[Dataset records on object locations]
++++++++

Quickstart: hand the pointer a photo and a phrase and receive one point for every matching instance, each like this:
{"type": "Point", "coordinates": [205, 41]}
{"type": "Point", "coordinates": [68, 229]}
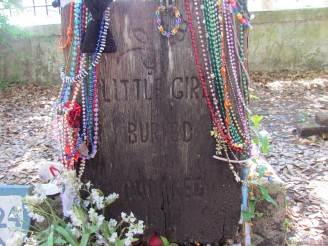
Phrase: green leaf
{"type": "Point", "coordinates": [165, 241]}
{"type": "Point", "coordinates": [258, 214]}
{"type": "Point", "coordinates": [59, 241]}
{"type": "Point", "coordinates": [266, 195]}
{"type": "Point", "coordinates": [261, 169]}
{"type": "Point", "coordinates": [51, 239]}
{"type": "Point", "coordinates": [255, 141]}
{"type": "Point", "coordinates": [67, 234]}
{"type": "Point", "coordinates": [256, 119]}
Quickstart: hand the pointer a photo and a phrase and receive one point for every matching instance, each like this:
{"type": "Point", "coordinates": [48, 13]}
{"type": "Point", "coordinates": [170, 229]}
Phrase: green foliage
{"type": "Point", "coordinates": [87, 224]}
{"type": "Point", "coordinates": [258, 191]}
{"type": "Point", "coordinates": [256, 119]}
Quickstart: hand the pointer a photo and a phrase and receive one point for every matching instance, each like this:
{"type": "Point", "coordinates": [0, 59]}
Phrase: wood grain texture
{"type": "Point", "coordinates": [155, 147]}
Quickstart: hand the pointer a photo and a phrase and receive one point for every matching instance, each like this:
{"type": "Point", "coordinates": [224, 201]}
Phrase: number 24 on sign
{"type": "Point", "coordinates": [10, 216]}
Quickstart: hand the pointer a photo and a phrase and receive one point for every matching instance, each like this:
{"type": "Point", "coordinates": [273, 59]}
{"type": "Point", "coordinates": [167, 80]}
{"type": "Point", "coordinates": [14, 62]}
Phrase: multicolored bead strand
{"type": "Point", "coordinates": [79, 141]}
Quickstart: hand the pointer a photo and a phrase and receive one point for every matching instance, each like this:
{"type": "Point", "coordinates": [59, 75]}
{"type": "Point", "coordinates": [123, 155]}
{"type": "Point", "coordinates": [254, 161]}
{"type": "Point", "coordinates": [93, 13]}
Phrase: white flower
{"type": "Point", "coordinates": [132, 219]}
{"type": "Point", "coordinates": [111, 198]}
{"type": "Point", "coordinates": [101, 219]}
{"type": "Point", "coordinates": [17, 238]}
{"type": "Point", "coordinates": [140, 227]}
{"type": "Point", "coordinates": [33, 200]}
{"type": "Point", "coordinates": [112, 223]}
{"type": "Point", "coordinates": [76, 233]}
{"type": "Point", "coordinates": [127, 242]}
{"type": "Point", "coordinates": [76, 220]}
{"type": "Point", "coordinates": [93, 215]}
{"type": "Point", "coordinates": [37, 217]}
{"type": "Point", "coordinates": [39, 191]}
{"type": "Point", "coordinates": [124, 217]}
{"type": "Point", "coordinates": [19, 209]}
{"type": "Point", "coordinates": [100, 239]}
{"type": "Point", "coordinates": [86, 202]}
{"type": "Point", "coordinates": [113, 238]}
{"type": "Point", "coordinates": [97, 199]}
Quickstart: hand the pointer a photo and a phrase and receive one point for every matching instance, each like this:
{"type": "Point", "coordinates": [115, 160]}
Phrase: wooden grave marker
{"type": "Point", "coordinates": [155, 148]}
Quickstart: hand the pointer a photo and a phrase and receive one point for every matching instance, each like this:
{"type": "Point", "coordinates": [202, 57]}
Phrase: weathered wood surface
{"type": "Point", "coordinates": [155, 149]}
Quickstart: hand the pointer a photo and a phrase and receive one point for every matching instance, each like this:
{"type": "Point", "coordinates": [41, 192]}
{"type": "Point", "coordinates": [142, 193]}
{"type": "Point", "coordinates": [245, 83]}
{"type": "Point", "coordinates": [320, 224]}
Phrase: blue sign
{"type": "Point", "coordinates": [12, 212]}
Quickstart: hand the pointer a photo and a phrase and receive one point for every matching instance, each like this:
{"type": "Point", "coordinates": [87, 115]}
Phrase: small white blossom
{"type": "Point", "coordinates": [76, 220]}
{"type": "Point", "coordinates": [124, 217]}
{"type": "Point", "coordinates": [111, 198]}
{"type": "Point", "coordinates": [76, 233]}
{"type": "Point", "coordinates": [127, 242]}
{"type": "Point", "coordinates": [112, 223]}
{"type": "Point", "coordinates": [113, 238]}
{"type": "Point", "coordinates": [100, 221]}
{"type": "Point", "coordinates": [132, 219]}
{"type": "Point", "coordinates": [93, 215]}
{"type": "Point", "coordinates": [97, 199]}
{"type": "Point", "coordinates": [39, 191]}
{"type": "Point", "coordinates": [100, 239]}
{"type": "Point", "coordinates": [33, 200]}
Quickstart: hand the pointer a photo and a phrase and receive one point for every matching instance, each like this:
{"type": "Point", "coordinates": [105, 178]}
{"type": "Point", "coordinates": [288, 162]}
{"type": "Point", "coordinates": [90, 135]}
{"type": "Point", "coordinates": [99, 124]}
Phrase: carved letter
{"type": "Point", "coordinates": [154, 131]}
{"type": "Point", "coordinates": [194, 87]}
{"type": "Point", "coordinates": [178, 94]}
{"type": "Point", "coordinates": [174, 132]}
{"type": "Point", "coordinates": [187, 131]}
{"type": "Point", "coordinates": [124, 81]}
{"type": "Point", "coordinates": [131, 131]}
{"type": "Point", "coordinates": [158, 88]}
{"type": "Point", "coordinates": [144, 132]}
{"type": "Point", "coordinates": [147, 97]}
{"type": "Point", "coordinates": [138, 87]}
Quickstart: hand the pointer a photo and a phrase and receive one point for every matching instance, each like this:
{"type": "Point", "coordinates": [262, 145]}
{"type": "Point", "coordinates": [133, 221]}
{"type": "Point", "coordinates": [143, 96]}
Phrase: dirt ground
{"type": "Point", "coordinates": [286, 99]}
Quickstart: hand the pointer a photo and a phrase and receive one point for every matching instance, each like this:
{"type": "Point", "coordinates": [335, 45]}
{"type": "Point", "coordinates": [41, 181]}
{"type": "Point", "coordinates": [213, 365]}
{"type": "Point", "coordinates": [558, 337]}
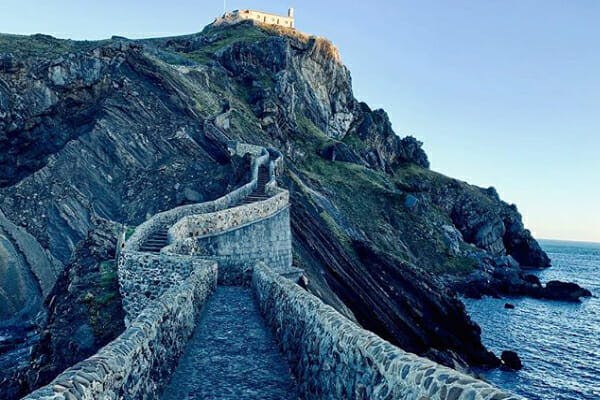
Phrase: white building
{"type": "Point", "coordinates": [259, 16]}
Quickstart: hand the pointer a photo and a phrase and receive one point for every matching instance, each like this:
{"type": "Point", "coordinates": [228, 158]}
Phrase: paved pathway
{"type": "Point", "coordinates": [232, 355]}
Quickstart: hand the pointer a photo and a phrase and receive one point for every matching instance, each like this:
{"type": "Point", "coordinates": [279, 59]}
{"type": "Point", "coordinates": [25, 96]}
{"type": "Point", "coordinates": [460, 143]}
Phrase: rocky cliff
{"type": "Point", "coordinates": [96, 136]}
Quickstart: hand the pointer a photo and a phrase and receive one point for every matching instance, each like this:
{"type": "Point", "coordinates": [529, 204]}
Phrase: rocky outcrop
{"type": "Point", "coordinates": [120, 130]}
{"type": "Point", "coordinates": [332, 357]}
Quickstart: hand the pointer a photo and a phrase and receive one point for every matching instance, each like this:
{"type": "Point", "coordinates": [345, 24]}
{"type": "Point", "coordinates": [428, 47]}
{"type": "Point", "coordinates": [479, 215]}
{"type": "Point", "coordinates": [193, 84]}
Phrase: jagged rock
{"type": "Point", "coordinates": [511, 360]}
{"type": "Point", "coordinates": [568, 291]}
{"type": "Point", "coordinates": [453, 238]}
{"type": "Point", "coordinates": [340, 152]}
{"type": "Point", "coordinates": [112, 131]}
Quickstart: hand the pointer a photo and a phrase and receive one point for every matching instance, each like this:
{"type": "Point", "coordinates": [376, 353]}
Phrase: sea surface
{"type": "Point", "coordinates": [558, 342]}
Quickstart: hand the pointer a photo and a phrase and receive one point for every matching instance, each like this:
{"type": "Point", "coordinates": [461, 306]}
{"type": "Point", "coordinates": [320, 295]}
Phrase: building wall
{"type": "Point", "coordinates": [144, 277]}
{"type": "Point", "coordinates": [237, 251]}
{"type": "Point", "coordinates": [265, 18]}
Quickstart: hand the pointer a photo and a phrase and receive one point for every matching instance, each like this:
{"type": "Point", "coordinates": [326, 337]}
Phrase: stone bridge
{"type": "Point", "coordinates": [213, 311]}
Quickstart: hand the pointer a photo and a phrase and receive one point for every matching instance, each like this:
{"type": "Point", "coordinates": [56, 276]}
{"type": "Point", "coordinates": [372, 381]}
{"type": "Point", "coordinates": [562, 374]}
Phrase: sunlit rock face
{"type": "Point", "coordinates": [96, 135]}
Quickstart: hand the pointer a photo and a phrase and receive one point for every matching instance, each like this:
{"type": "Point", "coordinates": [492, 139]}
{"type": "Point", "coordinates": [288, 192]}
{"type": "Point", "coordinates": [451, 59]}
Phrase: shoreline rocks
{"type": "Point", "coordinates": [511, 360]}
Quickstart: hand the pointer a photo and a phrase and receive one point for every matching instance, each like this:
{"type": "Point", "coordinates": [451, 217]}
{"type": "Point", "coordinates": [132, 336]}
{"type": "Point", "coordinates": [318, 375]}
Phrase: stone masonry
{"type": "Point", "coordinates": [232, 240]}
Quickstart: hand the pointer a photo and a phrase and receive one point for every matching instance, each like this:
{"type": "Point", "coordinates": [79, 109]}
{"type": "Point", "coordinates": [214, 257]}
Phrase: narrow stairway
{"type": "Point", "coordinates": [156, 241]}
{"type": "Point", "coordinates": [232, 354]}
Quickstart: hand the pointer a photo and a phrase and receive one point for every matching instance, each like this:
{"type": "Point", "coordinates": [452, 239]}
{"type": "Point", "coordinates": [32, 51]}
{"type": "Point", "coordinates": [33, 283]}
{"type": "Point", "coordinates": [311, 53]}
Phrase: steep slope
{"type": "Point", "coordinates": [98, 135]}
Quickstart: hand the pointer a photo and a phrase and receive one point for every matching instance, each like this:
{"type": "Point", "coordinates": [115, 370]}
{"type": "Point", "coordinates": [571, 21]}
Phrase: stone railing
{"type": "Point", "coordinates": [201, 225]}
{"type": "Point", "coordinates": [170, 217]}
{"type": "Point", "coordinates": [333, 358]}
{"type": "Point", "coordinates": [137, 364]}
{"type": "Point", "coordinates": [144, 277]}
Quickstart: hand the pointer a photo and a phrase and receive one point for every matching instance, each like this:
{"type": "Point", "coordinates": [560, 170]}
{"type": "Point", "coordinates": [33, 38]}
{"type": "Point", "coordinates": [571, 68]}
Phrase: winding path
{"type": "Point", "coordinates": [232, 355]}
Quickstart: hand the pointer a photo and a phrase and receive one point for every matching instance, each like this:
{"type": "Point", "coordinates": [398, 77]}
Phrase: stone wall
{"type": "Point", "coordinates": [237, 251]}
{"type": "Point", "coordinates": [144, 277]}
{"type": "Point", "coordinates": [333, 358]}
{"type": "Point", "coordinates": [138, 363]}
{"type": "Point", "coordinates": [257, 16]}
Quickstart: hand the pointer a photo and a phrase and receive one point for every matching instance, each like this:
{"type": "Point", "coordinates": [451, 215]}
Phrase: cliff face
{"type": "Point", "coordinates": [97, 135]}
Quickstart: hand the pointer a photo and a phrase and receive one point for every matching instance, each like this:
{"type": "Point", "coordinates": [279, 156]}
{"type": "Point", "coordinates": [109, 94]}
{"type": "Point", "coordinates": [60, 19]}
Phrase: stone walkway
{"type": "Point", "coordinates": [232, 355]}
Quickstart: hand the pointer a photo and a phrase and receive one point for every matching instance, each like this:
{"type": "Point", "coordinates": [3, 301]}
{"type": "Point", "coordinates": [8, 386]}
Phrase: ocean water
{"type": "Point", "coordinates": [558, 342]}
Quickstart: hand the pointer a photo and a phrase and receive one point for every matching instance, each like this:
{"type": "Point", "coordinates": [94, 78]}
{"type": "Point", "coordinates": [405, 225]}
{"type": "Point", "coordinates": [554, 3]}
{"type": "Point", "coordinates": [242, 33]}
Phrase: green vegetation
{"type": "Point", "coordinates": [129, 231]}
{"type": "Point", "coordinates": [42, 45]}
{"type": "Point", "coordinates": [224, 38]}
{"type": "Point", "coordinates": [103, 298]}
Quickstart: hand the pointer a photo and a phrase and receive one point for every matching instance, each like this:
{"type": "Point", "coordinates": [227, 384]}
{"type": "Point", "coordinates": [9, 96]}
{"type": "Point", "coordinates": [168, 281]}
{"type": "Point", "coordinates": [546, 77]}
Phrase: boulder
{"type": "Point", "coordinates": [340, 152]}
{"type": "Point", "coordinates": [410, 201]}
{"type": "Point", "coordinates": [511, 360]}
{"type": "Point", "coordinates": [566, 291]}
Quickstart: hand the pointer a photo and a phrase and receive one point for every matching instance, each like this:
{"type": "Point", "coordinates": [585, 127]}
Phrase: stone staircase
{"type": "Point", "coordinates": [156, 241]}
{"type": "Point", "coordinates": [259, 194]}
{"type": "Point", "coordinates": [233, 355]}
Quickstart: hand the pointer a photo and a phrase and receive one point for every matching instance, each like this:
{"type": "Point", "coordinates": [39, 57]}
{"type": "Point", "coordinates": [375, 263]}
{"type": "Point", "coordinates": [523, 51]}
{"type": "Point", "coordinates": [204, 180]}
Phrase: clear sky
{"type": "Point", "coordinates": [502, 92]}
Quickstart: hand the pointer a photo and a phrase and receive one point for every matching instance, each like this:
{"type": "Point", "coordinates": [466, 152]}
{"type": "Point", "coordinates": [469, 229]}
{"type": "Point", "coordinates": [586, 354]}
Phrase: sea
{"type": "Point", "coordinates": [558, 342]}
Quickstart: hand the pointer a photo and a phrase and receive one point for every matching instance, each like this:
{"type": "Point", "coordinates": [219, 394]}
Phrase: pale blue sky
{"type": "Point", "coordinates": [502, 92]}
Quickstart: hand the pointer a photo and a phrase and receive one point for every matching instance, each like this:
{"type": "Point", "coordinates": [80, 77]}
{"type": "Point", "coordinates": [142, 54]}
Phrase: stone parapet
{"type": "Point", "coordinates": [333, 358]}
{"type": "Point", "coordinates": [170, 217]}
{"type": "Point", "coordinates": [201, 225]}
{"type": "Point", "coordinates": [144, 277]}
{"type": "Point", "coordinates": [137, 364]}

++++++++

* _Your task_
Count the lines in the listing above that contain the word "wall" and reply with only the number.

* _Answer to the problem_
2